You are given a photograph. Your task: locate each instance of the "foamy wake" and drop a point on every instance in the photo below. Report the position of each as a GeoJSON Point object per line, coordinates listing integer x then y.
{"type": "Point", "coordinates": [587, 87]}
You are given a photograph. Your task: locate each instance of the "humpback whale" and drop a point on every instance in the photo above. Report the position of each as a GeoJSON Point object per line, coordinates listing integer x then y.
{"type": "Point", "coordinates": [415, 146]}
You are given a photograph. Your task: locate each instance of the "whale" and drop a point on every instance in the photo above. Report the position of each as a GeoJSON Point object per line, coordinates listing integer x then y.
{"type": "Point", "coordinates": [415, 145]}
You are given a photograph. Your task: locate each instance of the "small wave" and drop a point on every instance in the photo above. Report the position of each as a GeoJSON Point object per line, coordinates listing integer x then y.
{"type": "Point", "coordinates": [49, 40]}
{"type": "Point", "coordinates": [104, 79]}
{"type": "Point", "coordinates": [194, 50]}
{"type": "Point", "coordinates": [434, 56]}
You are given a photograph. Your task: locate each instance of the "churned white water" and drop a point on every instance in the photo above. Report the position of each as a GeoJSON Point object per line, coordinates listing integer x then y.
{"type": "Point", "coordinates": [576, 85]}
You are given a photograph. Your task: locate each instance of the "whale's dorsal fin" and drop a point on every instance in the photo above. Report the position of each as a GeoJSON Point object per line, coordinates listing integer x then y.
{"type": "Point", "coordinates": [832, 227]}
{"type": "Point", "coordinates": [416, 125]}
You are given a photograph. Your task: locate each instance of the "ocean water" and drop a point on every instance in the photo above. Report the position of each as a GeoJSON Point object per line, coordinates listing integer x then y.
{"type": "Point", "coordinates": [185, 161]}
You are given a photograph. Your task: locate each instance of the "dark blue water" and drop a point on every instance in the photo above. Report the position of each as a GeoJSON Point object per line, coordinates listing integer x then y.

**What is being asked:**
Start to finish, output the whole listing exactly.

**Your response:**
You are given a photograph. Your task: locate each instance of the "foamy wake" and drop a point on every instance in the photo below. Report the position of each as a GeoJSON Point object per line, coordinates listing integer x then y.
{"type": "Point", "coordinates": [587, 87]}
You are given a photograph. Your task: locate each instance of the "humpback whale" and drop a point on every instance in the photo above. Report the position of each as a GeoJSON Point object per line, coordinates listing integer x then y.
{"type": "Point", "coordinates": [415, 146]}
You are given a photograph. Your task: locate each instance of the "whale" and drop a point on every instance in the photo above. Report the position of each as a GeoJSON Point object per line, coordinates listing integer x then y.
{"type": "Point", "coordinates": [415, 145]}
You are given a photograph. Your task: locate each instance of the "small wave" and drop a point on every instance in the photo above. Report the position of each as a GeoJSON Point object per line, coordinates listing integer x then y.
{"type": "Point", "coordinates": [49, 40]}
{"type": "Point", "coordinates": [104, 79]}
{"type": "Point", "coordinates": [194, 50]}
{"type": "Point", "coordinates": [434, 56]}
You are given a photograph. Your task: locate each instance of the "churned white water" and drop a point on every instance in the photo above. Report the position of each as a GeoJSON Point object per line, coordinates listing integer x then y.
{"type": "Point", "coordinates": [576, 85]}
You are given a photograph. Your task: locate each instance of the "whale's dorsal fin" and drop a point on every instance in the photo above. Report the position of each as a GeoJSON Point object per line, coordinates listing integer x then y.
{"type": "Point", "coordinates": [832, 227]}
{"type": "Point", "coordinates": [416, 125]}
You are given a photograph. Your task: locate each instance of the "ocean water" and drop a point on every instance in the photo above. Report the position of each as a GeoJSON Point object per line, coordinates listing integer x then y.
{"type": "Point", "coordinates": [185, 161]}
You are given a photograph. Your task: locate each instance of the "dark blue water" and drop a point on every instance in the photo above. Report the position of each as a GeoJSON Point object per line, coordinates listing integer x then y.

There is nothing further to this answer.